-------- Excerpt provided
# Egalitarian/hierarchical



## The Author of my Faith (Aug 7, 2009)

What is the Reformed stance on this issue or is it a divided issue within Reformed Theology?


----------



## toddpedlar (Aug 7, 2009)

The Author of my Faith said:


> What is the Reformed stance on this issue or is it a divided issue within Reformed Theology?



Can you explain more what you mean by this? Ecclesiology or family dynamics?


----------



## The Author of my Faith (Aug 7, 2009)

toddpedlar said:


> The Author of my Faith said:
> 
> 
> > What is the Reformed stance on this issue or is it a divided issue within Reformed Theology?
> ...



The role of Man and Woman in the church. Leadership Roles.


----------



## toddpedlar (Aug 7, 2009)

The Author of my Faith said:


> toddpedlar said:
> 
> 
> > The Author of my Faith said:
> ...



There must be a hundread threads on this topic, which I think you can find by searching through the archives.

The confessional and reformed stance, as I see it, is very clearly hierarchical (though I do not think that word fits here). Complementarian is better: Men and women have different roles in life and in the church. Leadership in the church in terms of pastors, elders and deacons, is exclusively male. Teaching (with the possible exception of young children) is the purview also of men only. This is what the Bible teaches, in my opinion, what the Westminster Standards clearly proclaim, and what most conservative reformed denominations have held to (though the diaconate is slipping).


----------
----------------
-------- Source data
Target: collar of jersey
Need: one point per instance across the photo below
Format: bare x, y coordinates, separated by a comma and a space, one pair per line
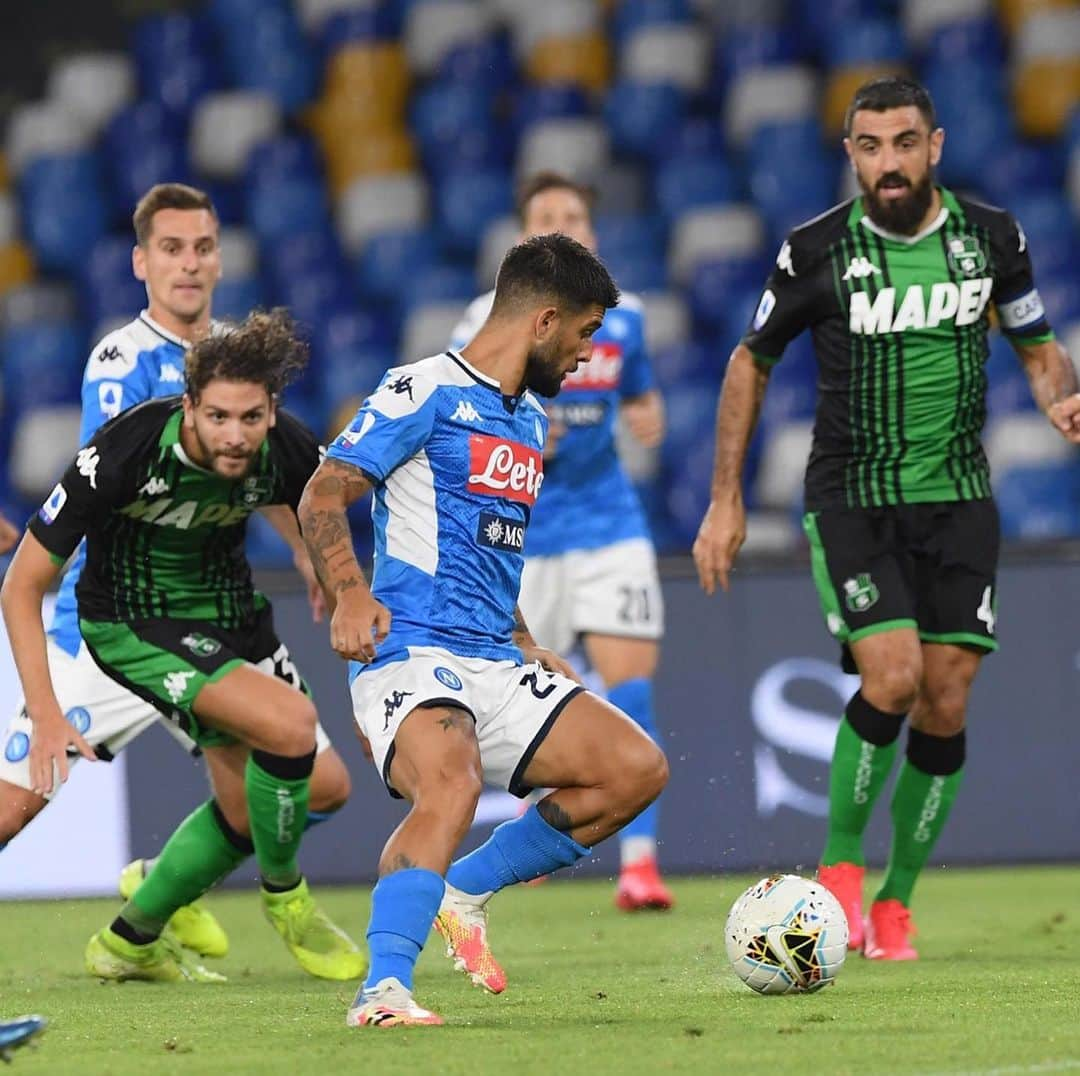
----------------
In the forum thread above on egalitarian and hierarchical roles, list every church leadership position that toddpedlar says is held only by men.

Pastors, elders, and deacons.